- **Short problem**
Copy the data below line for line, without changing anything.

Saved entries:
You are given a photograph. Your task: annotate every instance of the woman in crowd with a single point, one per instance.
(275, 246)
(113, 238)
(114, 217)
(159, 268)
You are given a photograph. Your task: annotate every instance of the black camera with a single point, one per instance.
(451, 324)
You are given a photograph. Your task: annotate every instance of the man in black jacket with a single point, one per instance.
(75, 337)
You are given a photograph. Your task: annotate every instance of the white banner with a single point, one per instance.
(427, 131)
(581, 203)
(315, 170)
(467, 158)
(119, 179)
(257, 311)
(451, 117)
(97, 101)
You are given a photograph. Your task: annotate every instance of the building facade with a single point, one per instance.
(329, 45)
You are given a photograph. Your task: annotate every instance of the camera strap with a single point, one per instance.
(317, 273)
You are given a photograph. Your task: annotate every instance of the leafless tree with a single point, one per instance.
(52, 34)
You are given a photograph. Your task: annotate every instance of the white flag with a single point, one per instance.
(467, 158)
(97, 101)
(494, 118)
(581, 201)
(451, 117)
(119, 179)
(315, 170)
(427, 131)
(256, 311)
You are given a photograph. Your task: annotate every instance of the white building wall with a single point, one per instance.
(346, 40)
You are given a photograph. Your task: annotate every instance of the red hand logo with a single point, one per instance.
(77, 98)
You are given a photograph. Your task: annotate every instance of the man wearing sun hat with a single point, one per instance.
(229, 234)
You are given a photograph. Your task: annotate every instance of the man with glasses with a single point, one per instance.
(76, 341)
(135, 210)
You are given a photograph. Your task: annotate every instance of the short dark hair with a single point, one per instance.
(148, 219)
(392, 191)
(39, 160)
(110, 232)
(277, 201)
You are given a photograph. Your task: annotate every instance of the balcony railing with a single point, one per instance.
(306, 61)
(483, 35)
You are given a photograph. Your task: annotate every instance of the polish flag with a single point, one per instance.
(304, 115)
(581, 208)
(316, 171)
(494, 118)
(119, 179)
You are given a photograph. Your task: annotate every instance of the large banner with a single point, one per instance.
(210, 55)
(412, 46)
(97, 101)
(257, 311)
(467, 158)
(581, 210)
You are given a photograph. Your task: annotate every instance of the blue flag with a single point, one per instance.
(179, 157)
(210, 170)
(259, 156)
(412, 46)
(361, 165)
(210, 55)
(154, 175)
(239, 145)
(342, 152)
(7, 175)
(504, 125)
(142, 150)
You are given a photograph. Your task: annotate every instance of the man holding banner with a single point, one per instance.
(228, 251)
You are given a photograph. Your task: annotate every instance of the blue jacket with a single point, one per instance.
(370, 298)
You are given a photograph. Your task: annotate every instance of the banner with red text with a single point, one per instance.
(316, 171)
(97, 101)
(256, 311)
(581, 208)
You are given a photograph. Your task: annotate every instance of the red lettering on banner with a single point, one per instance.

- **Written response**
You are given a photograph. Your task: annotate every instance of the woman in crowd with a single point, one per instance.
(275, 246)
(113, 238)
(114, 217)
(159, 268)
You are given a photograph. Your task: annotate every instance of the black camera with a single point, one per instance.
(451, 324)
You are given a photograph. Your task: annotate every instance of the man in black jacket with a single point, one per instance.
(75, 337)
You are given a photograph. Your task: annotate every instance of the white banner with a single point, one per instance.
(427, 131)
(581, 203)
(315, 170)
(467, 158)
(119, 179)
(257, 311)
(451, 117)
(97, 101)
You are given a photograph. Your task: annotate every instance of the building facade with a single point, one per instance.
(329, 45)
You are given a photograph. Your task: annotate every instance of the camera strap with a single point, one per instance.
(317, 273)
You are given a photograph. Your task: annotate every instance of the leafless tree with a single point, one per instance.
(52, 34)
You are given a photograph. Your task: annotate every instance of the white flag with a single point, one per instance.
(467, 158)
(97, 101)
(494, 118)
(581, 201)
(451, 117)
(119, 179)
(315, 170)
(427, 131)
(256, 311)
You are given a photograph. Your task: annotate every instance of the white building wall with a single point, one per instance.
(346, 40)
You are given a photograph. Your task: annotate every instance of the red hand logo with a single point, one per instance.
(77, 98)
You are given a photograph. Your task: annotate every instance of the man wearing sun hat with a single point, one per instance.
(229, 234)
You are given a photograph. Your task: annotate every instance of the man with glasses with a single point, one per instance.
(76, 341)
(135, 210)
You are given a photograph. Your task: annotate every instance of the short dark hair with a single point, one per instance.
(148, 219)
(392, 191)
(39, 160)
(110, 232)
(277, 201)
You are given a photograph. Your task: annotate every instance of the balcony railing with a single point, one per instance.
(306, 61)
(483, 35)
You are given a photograph. Your task: annotate every instance of the polish flag with a single point, one per instance.
(304, 115)
(581, 208)
(316, 171)
(494, 118)
(119, 179)
You are given a photograph. Your task: annotate every instance of the large banner with a single point, one per instance.
(210, 55)
(412, 46)
(97, 101)
(257, 311)
(467, 158)
(581, 210)
You are given a photograph. Your task: annotate every instance of the blue flag with a single point, one per instance.
(179, 157)
(210, 170)
(259, 156)
(412, 46)
(361, 165)
(210, 55)
(154, 175)
(239, 145)
(342, 152)
(7, 175)
(504, 125)
(142, 150)
You are given a photograph. Your task: annotate every instance of the man holding banner with a single point, one per instance.
(228, 251)
You are given a photograph. Your task: annotate every instance of the blue jacket with a single point, one per instance.
(370, 298)
You are given a photograph. Your task: annotate every instance of the banner with red text with a single point, one per instance.
(316, 171)
(97, 101)
(256, 311)
(581, 208)
You are given a photograph. Your task: annotate every instance of the red lettering on banner with a single point, one per instance.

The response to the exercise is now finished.